TASK PROMPT >> Without skipping anything, write out each record below exactly.

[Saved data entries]
========================================

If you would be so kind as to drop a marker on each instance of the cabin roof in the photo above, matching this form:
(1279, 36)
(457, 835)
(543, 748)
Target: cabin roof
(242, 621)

========================================

SOLUTION TO THE EXERCISE >>
If you would be so kind as to drop a marker on each instance of the cabin roof in the photo above, matching this form:
(1279, 36)
(457, 835)
(543, 748)
Target: cabin roof
(242, 621)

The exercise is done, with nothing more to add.